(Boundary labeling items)

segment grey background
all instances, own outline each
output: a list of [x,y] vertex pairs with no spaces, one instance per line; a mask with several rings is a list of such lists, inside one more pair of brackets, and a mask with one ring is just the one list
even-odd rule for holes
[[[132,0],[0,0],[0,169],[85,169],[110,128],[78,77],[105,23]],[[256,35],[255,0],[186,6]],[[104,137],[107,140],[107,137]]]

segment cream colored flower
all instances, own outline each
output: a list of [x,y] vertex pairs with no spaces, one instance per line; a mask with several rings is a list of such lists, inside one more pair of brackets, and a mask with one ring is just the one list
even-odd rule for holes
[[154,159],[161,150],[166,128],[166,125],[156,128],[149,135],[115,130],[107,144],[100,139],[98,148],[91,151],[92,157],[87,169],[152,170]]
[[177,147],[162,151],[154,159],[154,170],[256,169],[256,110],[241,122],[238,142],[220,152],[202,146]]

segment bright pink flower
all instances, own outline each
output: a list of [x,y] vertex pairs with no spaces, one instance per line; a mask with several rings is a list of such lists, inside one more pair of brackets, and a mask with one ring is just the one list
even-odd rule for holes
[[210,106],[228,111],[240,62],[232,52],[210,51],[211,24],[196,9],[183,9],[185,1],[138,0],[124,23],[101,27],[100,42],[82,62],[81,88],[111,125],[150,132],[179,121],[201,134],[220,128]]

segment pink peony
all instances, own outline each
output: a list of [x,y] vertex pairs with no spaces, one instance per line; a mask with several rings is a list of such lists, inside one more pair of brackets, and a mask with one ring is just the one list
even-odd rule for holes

**What the task requires**
Recast every line of the items above as a JSON list of strings, one string per line, leaving out blank lines.

**Solution to the exercise**
[
  "segment grey background",
  "all instances, own outline each",
  "output: a list of [x,y] vertex pairs with no spaces, one instance per line; a mask with several rings is a list of such lists, inside one more pair of brackets, and a mask with one ring is just the one list",
  "even-odd rule for holes",
  "[[[132,0],[0,0],[0,169],[85,169],[110,128],[78,77],[105,23]],[[256,35],[255,0],[186,6]],[[104,137],[107,140],[107,137]]]",
  "segment cream colored flower",
  "all instances, own outline each",
  "output: a list of [x,y] vertex pairs with no spaces, one instance per line; a mask with several rings is a list of such lists, inside one more pair of brackets, and a mask with one ring is just the one list",
  "even-odd rule for holes",
  "[[154,159],[161,150],[166,128],[166,125],[156,128],[149,135],[115,130],[107,144],[100,139],[98,148],[91,151],[92,157],[87,169],[152,170]]",
  "[[177,147],[162,151],[154,159],[154,170],[256,169],[256,110],[241,122],[238,142],[220,152],[202,146]]",
  "segment bright pink flower",
  "all instances, own outline each",
  "output: a list of [x,y] vertex pairs with no spaces, one instance per line; a mask with several rings is a list of such lists, inside one more pair of brackets, and a mask with one ring is just the one list",
  "even-odd rule for holes",
  "[[210,106],[228,111],[240,62],[232,52],[210,51],[211,24],[196,9],[183,9],[185,1],[138,0],[124,23],[101,27],[100,42],[82,62],[81,88],[111,125],[150,132],[179,121],[201,134],[220,128]]",
  "segment pink peony",
  "all instances, own outline each",
  "output: a list of [x,y] vertex pairs with no spaces, one instance per line; a mask with several rings is a list of such lists, inside one more pair of brackets, and a mask with one ring is just the one list",
  "even-odd rule for holes"
]